(Dataset records)
■ ■ ■ ■ ■ ■ ■

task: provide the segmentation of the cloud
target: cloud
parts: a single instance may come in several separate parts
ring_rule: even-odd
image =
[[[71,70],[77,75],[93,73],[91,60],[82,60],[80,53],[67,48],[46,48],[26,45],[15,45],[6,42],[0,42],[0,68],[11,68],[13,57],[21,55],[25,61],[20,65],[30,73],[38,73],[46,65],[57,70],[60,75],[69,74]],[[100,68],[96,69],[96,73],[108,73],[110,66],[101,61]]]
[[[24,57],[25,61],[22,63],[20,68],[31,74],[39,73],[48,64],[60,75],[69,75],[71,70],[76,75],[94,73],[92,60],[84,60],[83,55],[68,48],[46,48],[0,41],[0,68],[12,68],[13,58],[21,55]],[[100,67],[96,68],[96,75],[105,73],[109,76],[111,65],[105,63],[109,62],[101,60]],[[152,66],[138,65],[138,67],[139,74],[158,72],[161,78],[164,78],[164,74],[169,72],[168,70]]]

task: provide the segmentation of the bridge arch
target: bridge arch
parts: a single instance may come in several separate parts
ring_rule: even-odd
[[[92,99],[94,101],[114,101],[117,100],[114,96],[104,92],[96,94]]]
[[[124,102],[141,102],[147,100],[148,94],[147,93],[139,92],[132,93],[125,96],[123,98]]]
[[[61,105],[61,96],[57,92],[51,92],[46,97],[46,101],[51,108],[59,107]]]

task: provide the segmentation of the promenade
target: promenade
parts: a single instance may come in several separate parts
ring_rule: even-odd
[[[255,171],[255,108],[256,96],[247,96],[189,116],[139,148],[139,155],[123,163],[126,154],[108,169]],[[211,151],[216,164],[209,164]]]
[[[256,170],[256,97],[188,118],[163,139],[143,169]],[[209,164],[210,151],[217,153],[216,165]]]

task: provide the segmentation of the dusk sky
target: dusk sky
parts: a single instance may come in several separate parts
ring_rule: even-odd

■ ■ ■ ■ ■ ■ ■

◆ THE REQUEST: Reproduce every row above word for word, with nothing left out or changed.

◆ EXPECTED ANSWER:
task: provide the segmentation of the cloud
target: cloud
parts: a single instance may come in several separate parts
ring_rule: even-odd
image =
[[[71,70],[77,75],[93,73],[91,60],[82,60],[80,53],[67,48],[46,48],[26,45],[15,45],[6,42],[0,42],[0,68],[11,68],[13,57],[21,55],[25,61],[20,65],[30,73],[38,73],[46,65],[57,70],[60,75],[69,74]],[[100,68],[96,69],[96,73],[108,73],[110,66],[101,61]]]
[[[24,57],[25,61],[22,63],[20,68],[31,74],[39,73],[48,64],[60,75],[69,75],[71,70],[76,75],[94,73],[92,60],[84,60],[83,55],[68,48],[46,48],[0,41],[0,68],[12,68],[13,58],[21,55]],[[100,67],[96,68],[96,75],[105,73],[109,76],[111,65],[105,63],[109,62],[101,60]],[[152,66],[138,65],[138,67],[139,74],[158,72],[161,78],[164,78],[164,74],[169,72],[168,70]]]

task: provide the segmentation of the bridge arch
target: bridge arch
parts: a single instance may come in several separate parts
ring_rule: even-odd
[[[92,99],[94,101],[114,101],[117,100],[114,96],[104,92],[96,94]]]
[[[124,102],[141,102],[147,100],[148,94],[147,93],[139,92],[132,93],[125,96],[123,98]]]
[[[61,105],[61,96],[57,92],[51,92],[46,97],[46,101],[51,108],[59,107]]]

task: provide the segmentation of the promenade
target: promenade
parts: a single instance may come in several separate parts
ring_rule: even-odd
[[[255,171],[255,108],[256,96],[247,96],[189,116],[139,148],[139,155],[123,163],[126,154],[108,169]],[[211,151],[216,164],[209,164]]]
[[[256,170],[256,97],[188,118],[163,139],[143,169]],[[209,164],[210,151],[217,153],[216,165]]]

task: provide the segmentation of the dusk sky
target: dusk sky
parts: a single instance may come in several separate parts
ring_rule: even-odd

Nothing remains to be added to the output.